=== Work to complete ===
The answer should be a faithful retyping of the records that follow, pictures excluded.

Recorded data
##########
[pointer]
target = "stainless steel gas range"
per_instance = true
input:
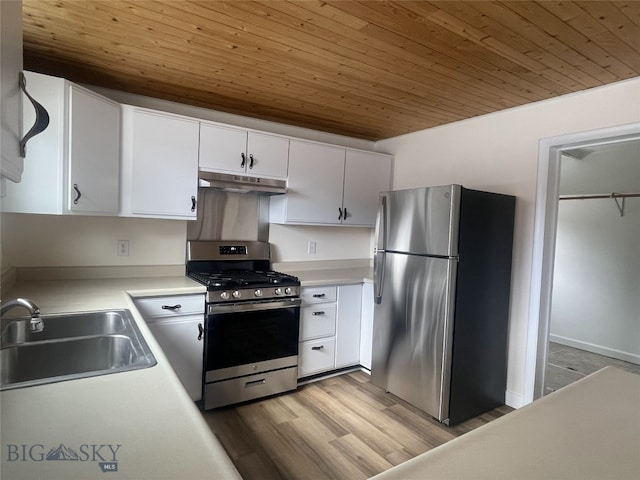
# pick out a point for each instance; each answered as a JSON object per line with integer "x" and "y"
##########
=== Answer section ===
[pointer]
target = "stainless steel gas range"
per_instance = true
input:
# pick out a point for each instance; each answered as a JSON object per line with integer "x" and "y"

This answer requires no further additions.